GIVEN PROBLEM:
Format the listing below as a numbered list, running from the line containing "Mark each instance of the person" down to the last line of the listing, both included, and omit any blank lines.

___ MATERIAL PROVIDED

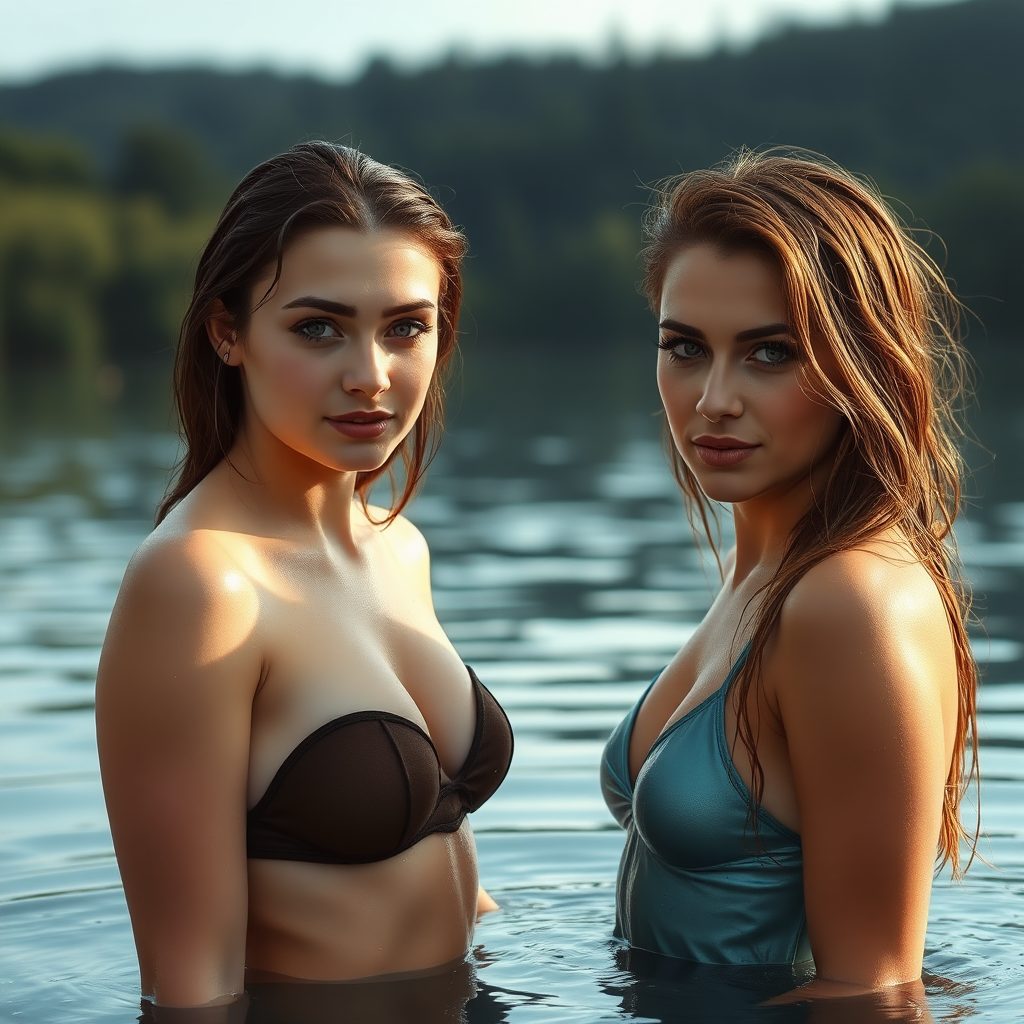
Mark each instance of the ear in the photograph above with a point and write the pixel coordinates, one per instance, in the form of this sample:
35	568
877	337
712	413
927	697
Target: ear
220	331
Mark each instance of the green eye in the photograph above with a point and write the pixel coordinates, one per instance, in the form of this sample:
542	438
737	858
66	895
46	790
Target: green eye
774	353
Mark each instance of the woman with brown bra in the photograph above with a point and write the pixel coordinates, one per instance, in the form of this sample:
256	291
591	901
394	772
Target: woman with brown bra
289	742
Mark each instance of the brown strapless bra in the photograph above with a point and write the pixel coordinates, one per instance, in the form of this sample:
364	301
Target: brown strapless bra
368	785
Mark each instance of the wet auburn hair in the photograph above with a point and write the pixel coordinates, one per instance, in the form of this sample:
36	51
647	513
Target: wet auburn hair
856	283
312	185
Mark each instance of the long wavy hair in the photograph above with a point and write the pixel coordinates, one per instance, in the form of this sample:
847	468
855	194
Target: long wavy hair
856	282
313	184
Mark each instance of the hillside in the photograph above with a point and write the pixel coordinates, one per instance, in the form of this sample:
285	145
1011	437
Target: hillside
544	162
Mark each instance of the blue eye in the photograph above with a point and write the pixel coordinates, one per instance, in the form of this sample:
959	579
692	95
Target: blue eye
774	353
409	329
316	331
681	348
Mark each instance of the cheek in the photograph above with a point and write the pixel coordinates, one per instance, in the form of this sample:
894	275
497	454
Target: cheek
291	374
679	394
797	415
415	372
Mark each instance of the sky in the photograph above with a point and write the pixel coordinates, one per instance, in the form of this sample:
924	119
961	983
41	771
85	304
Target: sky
334	39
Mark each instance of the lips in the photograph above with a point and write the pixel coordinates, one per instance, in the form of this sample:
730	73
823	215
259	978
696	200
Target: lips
361	426
722	453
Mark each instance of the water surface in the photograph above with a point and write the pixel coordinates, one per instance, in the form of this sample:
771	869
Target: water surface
564	572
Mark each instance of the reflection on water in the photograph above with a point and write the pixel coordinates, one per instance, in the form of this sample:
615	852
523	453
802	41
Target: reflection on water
564	573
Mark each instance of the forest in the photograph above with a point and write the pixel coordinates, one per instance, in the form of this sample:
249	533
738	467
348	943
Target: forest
111	179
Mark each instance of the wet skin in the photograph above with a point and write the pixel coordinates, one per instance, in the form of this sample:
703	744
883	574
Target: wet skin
266	604
857	714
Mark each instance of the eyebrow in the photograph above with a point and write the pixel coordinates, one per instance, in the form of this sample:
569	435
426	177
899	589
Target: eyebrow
343	309
768	331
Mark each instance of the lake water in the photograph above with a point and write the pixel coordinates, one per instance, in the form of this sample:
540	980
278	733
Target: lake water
564	572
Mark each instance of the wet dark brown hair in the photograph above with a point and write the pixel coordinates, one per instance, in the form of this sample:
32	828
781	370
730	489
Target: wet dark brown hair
312	185
856	282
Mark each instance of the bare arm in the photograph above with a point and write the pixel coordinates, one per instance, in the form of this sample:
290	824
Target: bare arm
173	701
863	673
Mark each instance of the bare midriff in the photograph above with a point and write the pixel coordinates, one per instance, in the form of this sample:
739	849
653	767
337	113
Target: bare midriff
338	922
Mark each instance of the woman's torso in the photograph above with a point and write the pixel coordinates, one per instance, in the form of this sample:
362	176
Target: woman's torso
693	881
338	634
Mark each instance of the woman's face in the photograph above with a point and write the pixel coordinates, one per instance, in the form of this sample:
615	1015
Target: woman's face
732	382
337	361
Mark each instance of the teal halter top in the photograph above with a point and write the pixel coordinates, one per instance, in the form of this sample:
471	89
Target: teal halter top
691	882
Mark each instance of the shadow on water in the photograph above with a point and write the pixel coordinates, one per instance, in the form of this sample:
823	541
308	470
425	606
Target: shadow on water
452	996
563	569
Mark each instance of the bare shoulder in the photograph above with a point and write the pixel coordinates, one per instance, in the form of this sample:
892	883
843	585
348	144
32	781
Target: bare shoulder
185	602
861	625
862	591
189	569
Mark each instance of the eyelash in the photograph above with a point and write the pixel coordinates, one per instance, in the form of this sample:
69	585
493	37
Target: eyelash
300	329
671	345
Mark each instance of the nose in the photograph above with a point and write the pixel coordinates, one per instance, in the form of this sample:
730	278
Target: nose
367	370
720	397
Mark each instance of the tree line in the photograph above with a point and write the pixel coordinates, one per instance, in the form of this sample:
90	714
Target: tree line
111	179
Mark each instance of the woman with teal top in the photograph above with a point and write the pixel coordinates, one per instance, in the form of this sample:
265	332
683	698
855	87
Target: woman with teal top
786	781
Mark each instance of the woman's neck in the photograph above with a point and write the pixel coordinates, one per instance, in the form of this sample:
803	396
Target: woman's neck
290	493
765	523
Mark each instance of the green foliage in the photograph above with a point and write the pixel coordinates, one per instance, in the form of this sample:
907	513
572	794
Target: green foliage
86	274
167	167
44	162
979	214
545	163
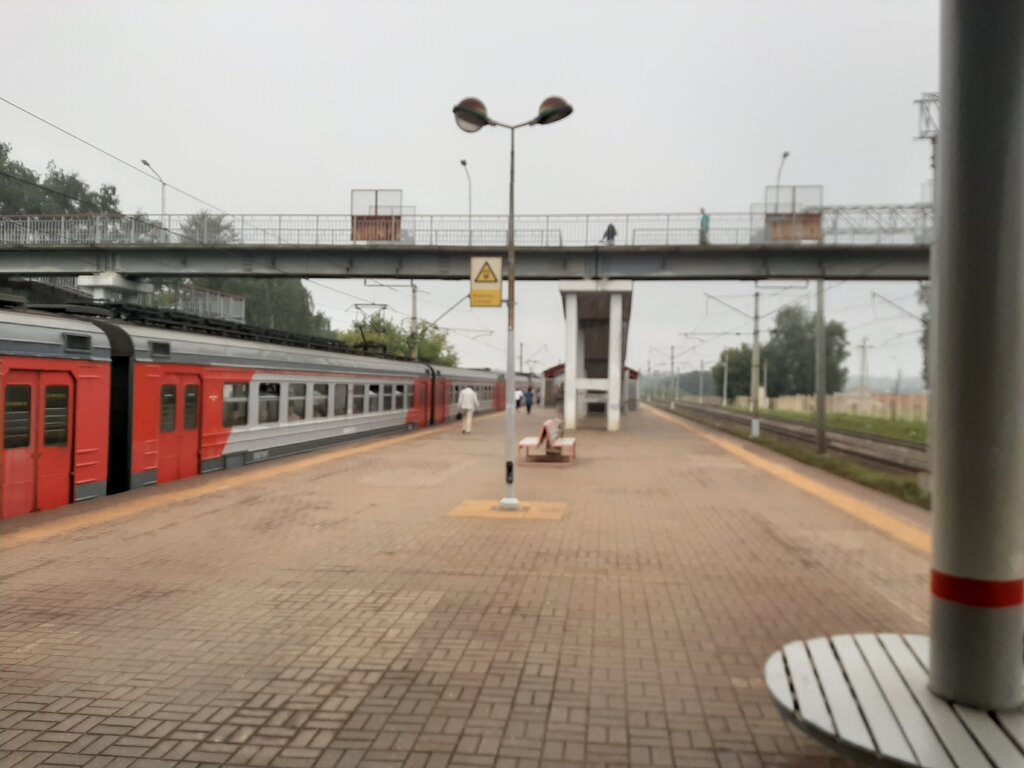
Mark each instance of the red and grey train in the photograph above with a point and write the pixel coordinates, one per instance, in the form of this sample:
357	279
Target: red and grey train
93	406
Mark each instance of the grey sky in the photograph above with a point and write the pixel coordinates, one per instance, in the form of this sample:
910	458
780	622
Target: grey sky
284	108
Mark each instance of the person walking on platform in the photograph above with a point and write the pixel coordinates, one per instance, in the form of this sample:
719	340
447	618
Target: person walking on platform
705	226
468	402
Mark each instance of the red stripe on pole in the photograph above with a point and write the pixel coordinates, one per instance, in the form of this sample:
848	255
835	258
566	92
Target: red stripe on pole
976	593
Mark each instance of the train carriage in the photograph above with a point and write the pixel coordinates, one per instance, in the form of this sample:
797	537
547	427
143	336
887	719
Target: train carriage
54	396
489	387
98	401
199	403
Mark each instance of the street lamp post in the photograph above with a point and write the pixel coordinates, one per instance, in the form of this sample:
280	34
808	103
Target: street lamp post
163	197
465	167
778	177
471	116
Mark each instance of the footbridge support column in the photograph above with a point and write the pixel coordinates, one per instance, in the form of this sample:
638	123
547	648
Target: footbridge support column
597	314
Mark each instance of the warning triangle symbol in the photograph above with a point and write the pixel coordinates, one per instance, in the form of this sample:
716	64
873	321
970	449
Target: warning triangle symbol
486	274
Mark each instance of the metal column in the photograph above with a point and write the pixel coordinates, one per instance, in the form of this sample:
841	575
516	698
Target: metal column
614	361
569	388
978	360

______

WRITTEN RESPONSE:
1. Mark each instance of the person walking on platform in the photograph above with a point and write the pixel coordinates, one per instance, in the form of this sample:
2. 719	340
3. 447	618
4. Target: person walking on platform
5. 705	226
6. 468	402
7. Mark each instance of the red stripe on pole in the photograph above with a point and write the pixel coordinates, one per instance, in the form of this sample:
8. 848	255
9. 835	258
10. 566	92
11. Target: red stripe on pole
12. 976	593
13. Mark each instance of the train carriage in the photograph above with a point and write the pixel coordinates, one per instance, in the form of this sample:
14. 797	537
15. 547	427
16. 143	336
17. 887	719
18. Target: train carriage
19. 54	396
20. 489	387
21. 98	401
22. 199	403
23. Mark each instance of the street lamp post in the photograph above with a point and write the pixel coordinates, one per instance, in the form of this sample:
24. 280	34
25. 808	103
26. Target: street lamp post
27. 163	197
28. 465	167
29. 778	177
30. 471	116
31. Mark each instance of the footbridge support column in the photograph above with a point and write the pixel coordinates, one per instance, in the form of this sample:
32. 638	123
33. 547	648
34. Target: footbridge support column
35. 597	314
36. Mark each instance of the warning triangle symbol in the photograph above with a point and write the pixel coordinates, one per instance, in the form of this sample:
37. 716	64
38. 873	321
39. 970	449
40. Target: warning triangle symbol
41. 486	274
42. Mark each instance of the metal column in the photograph above with a point and write the pixel coordinates, one per instance, in the form of this sample:
43. 841	575
44. 516	698
45. Target: metal column
46. 614	361
47. 569	388
48. 978	360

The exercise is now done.